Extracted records

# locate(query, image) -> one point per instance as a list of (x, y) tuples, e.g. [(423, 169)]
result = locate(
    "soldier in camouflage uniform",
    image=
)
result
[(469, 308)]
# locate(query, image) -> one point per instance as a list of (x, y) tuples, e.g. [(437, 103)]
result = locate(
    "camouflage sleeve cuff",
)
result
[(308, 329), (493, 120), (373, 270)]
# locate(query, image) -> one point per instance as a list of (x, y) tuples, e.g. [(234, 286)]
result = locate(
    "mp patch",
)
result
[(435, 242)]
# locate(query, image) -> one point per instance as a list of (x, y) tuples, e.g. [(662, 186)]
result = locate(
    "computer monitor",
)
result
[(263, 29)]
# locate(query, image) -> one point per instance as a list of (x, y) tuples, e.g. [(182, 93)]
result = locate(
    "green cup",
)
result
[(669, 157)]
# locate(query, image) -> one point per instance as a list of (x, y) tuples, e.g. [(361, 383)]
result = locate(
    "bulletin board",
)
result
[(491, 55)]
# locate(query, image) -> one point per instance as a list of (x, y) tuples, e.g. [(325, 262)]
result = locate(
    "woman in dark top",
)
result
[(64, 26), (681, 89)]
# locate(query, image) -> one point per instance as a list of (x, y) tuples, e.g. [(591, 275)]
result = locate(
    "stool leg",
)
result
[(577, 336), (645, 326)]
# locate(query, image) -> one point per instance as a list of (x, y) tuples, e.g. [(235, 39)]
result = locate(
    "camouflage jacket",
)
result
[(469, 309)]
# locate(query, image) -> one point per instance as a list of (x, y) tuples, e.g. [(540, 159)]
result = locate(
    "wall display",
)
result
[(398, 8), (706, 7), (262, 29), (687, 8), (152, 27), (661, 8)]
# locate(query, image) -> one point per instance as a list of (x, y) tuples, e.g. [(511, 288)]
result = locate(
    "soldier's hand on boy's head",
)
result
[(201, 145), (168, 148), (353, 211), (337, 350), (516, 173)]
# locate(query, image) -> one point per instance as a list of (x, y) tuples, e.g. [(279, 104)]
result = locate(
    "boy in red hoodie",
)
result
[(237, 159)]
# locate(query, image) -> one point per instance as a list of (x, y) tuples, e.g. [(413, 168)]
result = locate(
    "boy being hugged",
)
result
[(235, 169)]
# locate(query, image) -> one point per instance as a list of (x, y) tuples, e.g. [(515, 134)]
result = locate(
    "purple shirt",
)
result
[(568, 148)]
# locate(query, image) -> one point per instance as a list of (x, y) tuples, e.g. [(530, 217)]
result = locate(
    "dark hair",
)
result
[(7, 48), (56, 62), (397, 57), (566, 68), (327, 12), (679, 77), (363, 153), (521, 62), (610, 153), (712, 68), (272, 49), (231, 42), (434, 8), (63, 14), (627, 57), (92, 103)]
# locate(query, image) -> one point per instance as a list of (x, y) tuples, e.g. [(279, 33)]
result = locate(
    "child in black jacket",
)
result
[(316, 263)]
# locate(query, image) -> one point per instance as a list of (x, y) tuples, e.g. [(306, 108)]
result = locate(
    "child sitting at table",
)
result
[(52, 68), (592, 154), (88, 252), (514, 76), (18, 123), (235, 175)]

■ **TASK**
Reproduce the records above word for word.

■ **EXERCISE RESULT**
# locate(query, image) -> one point per instance as a list of (x, y) tuples, e.g. [(423, 169)]
result = locate(
    "soldier in camouflage uniform",
    image=
)
result
[(469, 308)]
# locate(query, image) -> one point per instance as a list of (x, y) tuples, e.g. [(437, 103)]
result = locate(
    "camouflage sleeve cuff",
)
result
[(308, 329), (493, 120), (373, 270)]
# locate(query, image) -> one point per instance as a list of (x, y) tuples, e.g. [(234, 286)]
result = locate(
    "mp patch",
)
result
[(435, 242)]
# locate(query, image) -> one point per instance as a list of (x, y) tuples, e.g. [(662, 186)]
result = locate(
    "computer monitor",
)
result
[(263, 29)]
# locate(query, image) -> one point per instance as a list of (x, y) tuples, e.g. [(182, 93)]
result = locate(
    "green cup",
)
result
[(669, 157)]
# locate(query, image) -> one point per instance as a list of (x, y) tuples, e.g. [(361, 383)]
result = locate(
    "bulletin board",
)
result
[(491, 55)]
# locate(query, image) -> one point per instance as a list of (x, y) tuples, e.g. [(325, 262)]
result = locate(
    "woman in dark top",
)
result
[(64, 26), (681, 89)]
# locate(query, image) -> one point per instance as a list of (x, y) tuples, e.g. [(591, 275)]
result = locate(
    "stool leg",
)
result
[(577, 336), (645, 326)]
# locate(query, image) -> one point per instance as a list of (x, y) tuples, e.g. [(235, 39)]
result = locate(
    "camouflage jacket",
)
result
[(469, 309)]
# locate(query, image) -> one point per instance as a list of (x, y) tuples, e.g. [(540, 159)]
result = locate(
    "wall display",
)
result
[(398, 8), (706, 7), (262, 29), (687, 8), (152, 27), (661, 8)]
# locate(query, image) -> one point per instance as a list of (x, y) tuples, e.g. [(511, 288)]
result = locate(
    "soldier's hand on boy's head",
)
result
[(201, 145), (168, 148), (353, 211), (337, 350), (516, 173)]
# locate(query, image) -> one point per instance as a list of (x, y) tuples, e.g. [(279, 104)]
result = locate(
    "boy in red hoodie",
)
result
[(237, 159)]
# locate(query, image) -> one point per instance as a list of (x, y) tuples, e.g. [(413, 168)]
result = locate(
    "boy being hugged",
)
result
[(235, 169)]
# locate(query, image) -> one point per instance as a list of (x, y) tuples, e.g. [(515, 134)]
result = locate(
    "purple shirt",
)
result
[(568, 148)]
# locate(query, image) -> one point per instance as a list of (x, y) tuples, e.g. [(530, 217)]
result = locate(
    "dark hair",
)
result
[(7, 48), (56, 62), (397, 57), (566, 68), (327, 12), (679, 77), (363, 153), (521, 62), (610, 153), (712, 68), (272, 49), (231, 42), (434, 8), (63, 14), (627, 57), (92, 103)]
# locate(query, image) -> one point per instance as a list of (x, y) tuples, e.g. [(279, 33)]
result = locate(
    "child in black jacket",
)
result
[(316, 263)]
# locate(query, image) -> one point per instance as a list of (x, y) tuples, e.g. [(306, 108)]
result = locate(
    "child sitting at table",
)
result
[(52, 68), (592, 154), (88, 252), (514, 76), (18, 123), (235, 175)]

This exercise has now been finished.